U.S. v. Cabrera-Teran

Decision Date15 February 1999
Docket NumberD,No. 97-41532,CABRERA-TERA,97-41532
Citation168 F.3d 141
PartiesUNITED STATES of America, Plaintiff-Appellee, v. Joelefendant-Appellant.
CourtU.S. Court of Appeals — Fifth Circuit

Jeffery Alan Babcock, Paula Camille Offenhauser, Asst. U.S. Atty., Houston, TX, for Plaintiff-Appellee.

Roland E. Dahlin, II, Federal Public Defender, H. Michael Sokolow, Renata Ann Gowie, Asst. Fed. Pub. Defender, Marissa Perez-Garcia, Houston, TX, for Defendant-Appellant.

Appeal from the United States District Court for the Southern District of Texas.

Before KING, Chief Judge, and JONES and SMITH, Circuit Judges.

JERRY E. SMITH, Circuit Judge:

Joel Cabrera-Teran ("Cabrera") appeals his conviction of and sentence for illegal reentry into the United States. He contends that the indictment fails to charge an offense and that the district court was not presented with a sufficient factual basis to sentence him on the guilty plea. Finding the indictment defective, we vacate and remand. 1


A native of Mexico, Cabrera was deported on January 10, 1996. In August 1996, he allegedly re-entered the country, then was arrested in connection with a shoplifting violation in March 1997. A Border Patrol officer promptly filed a complaint stating that Cabrera "did unlawfully, knowingly and willfully re-enter the United States from the Republic of Mexico after having been arrested and deported on or about January 10, 1996," in violation of 8 U.S.C. § 1326.

A grand jury indicted Cabrera, charging as follows: "Joel Cabrera-Teran, an alien who had previously been deported, thereafter entered the United States of America having not obtained the consent of the Attorney General of the United States for reapplication by the Defendant for admission into the United States." In September 1997, Cabrera pleaded guilty.


Cabrera contends, for the first time on appeal, that the indictment fails to allege an offense because it omits the "arrest" element of illegal reentry. We agree and vacate the conviction.


We review de novo a challenge to the sufficiency of an indictment. United States v. Fitzgerald, 89 F.3d 218, 221 (5th Cir.1996). An indictment's failure to charge an offense constitutes a jurisdictional defect. 2 Because an indictment is jurisdictional, defendants at any time may raise an objection to the indictment based on failure to charge an offense, and the defect is "not waived by a guilty plea." Morales-Rosales, 838 F.2d at 1361-62; see also FED.R.CRIM.P. 12(b)(2). If an objection is "raised for the first time on appeal and the appellant does not assert prejudice, ... the indictment is to be read with maximum liberality finding it sufficient unless it is so defective that by any reasonable construction, it fails to charge the offense for which the defendant is convicted." Fitzgerald, 89 F.3d at 221. 3


To be sufficient, an indictment must allege each material element of the offense; if it does not, it fails to charge that offense. 4 This requirement stems directly from one of the central purposes of an indictment: to ensure that the grand jury finds probable cause that the defendant has committed each element of the offense, hence justifying a trial, as required by the Fifth Amendment. 5

At the time Cabrera allegedly committed the offense, the government, to obtain a conviction under § 1326, 6 was required to prove "[i] that defendant was an alien, [ii] and [iii] that he was 'arrested' and 'deported' as those terms are contemplated by the statute, [iv] that he was subsequently found within this country, and [v] that he did not have consent from the Attorney General to reapply for admission." United States v. Wong Kim Bo, 466 F.2d 1298, 1302 (5th Cir.1972). 7 The parties agree that the indictment fails to allege that Cabrera was "arrested," an element of the offense. This would seem to end our inquiry, as the indictment fails to charge an offense, hence depriving the district court of jurisdiction to accept the guilty plea.
-*-*-
> _Task set_:
[1] In the Cabrera-Teran opinion, which element of illegal reentry do the parties agree the indictment fails to allege?
[2] Continue the Cabrera-Teran opinion from its last sentence.
None of the dataset excerpts are needed for these tasks.

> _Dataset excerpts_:
-*-*-
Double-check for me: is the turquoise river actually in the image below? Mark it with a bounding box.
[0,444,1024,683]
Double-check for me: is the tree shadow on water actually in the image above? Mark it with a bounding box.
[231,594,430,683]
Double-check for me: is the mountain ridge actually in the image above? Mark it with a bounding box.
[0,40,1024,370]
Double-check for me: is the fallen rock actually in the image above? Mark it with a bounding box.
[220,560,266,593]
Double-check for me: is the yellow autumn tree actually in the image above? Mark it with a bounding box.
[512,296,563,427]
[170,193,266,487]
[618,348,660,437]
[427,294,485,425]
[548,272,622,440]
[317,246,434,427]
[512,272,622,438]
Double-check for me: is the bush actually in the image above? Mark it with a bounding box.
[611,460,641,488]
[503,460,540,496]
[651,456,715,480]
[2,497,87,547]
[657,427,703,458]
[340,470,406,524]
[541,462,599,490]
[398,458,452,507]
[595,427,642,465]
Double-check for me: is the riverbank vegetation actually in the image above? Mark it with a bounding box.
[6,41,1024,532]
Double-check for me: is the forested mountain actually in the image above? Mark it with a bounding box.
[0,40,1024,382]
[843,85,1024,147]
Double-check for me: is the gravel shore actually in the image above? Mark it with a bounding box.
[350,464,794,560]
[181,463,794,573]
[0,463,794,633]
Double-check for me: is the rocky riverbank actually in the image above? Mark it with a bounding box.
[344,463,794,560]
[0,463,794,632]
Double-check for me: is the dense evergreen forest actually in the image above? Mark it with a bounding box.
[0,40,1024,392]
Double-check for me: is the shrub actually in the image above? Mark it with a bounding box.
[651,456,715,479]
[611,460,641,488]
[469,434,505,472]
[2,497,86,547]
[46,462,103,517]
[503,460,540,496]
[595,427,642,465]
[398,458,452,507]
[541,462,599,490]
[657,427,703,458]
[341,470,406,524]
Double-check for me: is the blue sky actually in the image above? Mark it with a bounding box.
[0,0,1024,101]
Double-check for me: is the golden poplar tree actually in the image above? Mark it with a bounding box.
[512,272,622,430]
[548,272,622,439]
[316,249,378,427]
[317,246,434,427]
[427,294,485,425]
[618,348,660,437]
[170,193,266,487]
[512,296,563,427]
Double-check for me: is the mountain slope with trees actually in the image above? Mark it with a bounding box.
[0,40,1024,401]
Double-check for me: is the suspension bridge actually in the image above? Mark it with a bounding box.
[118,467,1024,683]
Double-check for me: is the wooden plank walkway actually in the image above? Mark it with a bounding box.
-*-*-
> _Your written answers_:
[1] It fails to allege that Cabrera was "arrested."

[2]
The government, however, attempts to evade this result by asserting that the error is technical, that Cabrera sought and reviewed records from his prior deportation hearing to determine whether he had a defense before entering his guilty plea, that the criminal complaint included the term "arrest," and that the statutory citation in the indictment informed Cabrera of the offense charged. None of these observations saves the indictment from facial deficiency.


The government makes several references to the "technical" nature of the error. It is true that we are governed by practical considerations and should not reverse a conviction based on a purely technical error in the indictment. See Gaytan, 74 F.3d at 551. But the failure to allege the arrest element of the offense is not technical. As this court explained in Wong Kim Bo, the "arrest" is an essential element of the offense; we addressed to what the arrest element referred, concluding that it referenced an arrest after a deportation hearing and the issuance of a warrant of deportation (Form I-205) pursuant to 8 C.F.R. § 243.2. See Wong Kim Bo, 466 F.2d at 1304.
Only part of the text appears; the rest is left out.